Your answer should be a faithful copy of the entire listing.

---- DATASET RECORDS

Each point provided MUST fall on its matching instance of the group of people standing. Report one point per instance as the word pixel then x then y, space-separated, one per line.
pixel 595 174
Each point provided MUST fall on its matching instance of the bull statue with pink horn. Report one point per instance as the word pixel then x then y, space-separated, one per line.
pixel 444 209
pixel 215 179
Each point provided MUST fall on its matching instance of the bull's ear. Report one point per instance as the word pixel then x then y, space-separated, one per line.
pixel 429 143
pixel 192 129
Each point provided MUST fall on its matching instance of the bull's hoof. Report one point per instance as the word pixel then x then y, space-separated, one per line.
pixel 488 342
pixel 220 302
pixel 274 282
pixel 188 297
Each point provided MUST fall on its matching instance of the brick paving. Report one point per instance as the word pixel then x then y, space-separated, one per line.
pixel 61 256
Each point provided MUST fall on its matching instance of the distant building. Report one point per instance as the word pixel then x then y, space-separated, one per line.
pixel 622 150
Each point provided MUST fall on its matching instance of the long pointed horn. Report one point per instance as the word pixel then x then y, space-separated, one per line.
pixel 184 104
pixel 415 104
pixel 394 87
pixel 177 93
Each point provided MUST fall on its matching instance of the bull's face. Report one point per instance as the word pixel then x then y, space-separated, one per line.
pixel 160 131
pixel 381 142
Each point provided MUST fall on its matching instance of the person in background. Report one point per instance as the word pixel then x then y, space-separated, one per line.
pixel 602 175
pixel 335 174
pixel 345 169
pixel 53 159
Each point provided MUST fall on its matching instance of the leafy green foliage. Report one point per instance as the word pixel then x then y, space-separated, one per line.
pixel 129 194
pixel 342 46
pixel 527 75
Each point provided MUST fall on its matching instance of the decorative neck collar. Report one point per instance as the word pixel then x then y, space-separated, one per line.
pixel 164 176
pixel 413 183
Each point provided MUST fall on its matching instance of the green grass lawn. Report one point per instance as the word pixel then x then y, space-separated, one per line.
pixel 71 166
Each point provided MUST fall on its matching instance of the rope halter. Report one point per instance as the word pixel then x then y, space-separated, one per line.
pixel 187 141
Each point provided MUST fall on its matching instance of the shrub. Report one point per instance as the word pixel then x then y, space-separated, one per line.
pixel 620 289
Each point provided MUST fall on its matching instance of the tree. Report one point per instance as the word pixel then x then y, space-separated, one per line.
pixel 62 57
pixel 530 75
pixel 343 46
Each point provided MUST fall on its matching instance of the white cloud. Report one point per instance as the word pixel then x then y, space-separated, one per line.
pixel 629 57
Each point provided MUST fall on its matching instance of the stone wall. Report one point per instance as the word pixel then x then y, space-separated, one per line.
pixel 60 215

--------

● **RESULT BELOW**:
Each point provided MUST fall on its matching instance of the group of people standing. Report one point per instance as the word pixel then x then y, space-separated, one per line.
pixel 595 174
Each point provided MUST fall on its matching instance of the bull statue with pink horn. Report one point per instance as the word pixel then x then y, space-separated, one per line.
pixel 444 209
pixel 215 179
Each point provided MUST fall on its matching instance of the bull's ear. Report one point per instance as the word pixel then x then y, space-separated, one per line.
pixel 429 143
pixel 192 129
Each point provided MUST fall on its matching instance of the bull's hoof. Report one point per instance as the word pixel then x then y, space-separated, one per line.
pixel 488 342
pixel 220 302
pixel 274 282
pixel 188 297
Each point provided MUST fall on its matching instance of the brick paving. Report one point per instance as the word pixel then x then y, space-separated, one per line.
pixel 61 256
Each point provided MUST fall on its matching instance of the distant building. Report one point per instance as the word pixel then x then y, space-separated, one per line.
pixel 622 150
Each point provided MUST fall on its matching instance of the long pointed horn. Report one point per instance as the word pixel then x then y, space-separated, one per line.
pixel 184 104
pixel 415 104
pixel 394 87
pixel 177 93
Each point provided MUST fall on its matching instance of the bull's face. Report one point per instance as the word pixel then x then y, space-separated, one per line.
pixel 160 131
pixel 381 142
Each point provided MUST fall on its matching instance of the person in background. Report one point per instance as the word pixel then x then y, space-separated, one per line.
pixel 602 175
pixel 335 174
pixel 345 169
pixel 53 159
Each point provided MUST fall on its matching instance of the leafy green foliage. Report one point per instance as the word pixel then x then y, space-separated, one per line.
pixel 129 194
pixel 342 46
pixel 527 75
Each point provided MUST fall on its matching instance of the decorative neck collar. Report one point per instance as the word pixel then x then y, space-separated, one per line.
pixel 164 176
pixel 413 183
Each point provided MUST fall on its matching instance of the green grass lawn. Report one point per instance as the word pixel then x then y, space-separated, one per line.
pixel 71 166
Each point provided MUST fall on its matching instance of the rope halter. Report one point per instance as the word pixel then x then y, space-separated, one per line.
pixel 187 141
Each point provided MUST fall on its matching instance of the shrub. Report one point per instance as the word pixel then x then y, space-separated, one per line.
pixel 620 289
Each point provided MUST fall on its matching instance of the tree. Report one point per instance as the word pixel then x then y, space-separated, one per line.
pixel 62 57
pixel 530 75
pixel 343 46
Each point provided MUST fall on its matching instance of the white cloud. Report one point per instance as the word pixel then x then y, space-separated, one per line.
pixel 629 57
Each point provided MUST fall on its matching instance of the stone wall. Report one point per instance as the word pixel then x then y, space-separated, one per line.
pixel 60 215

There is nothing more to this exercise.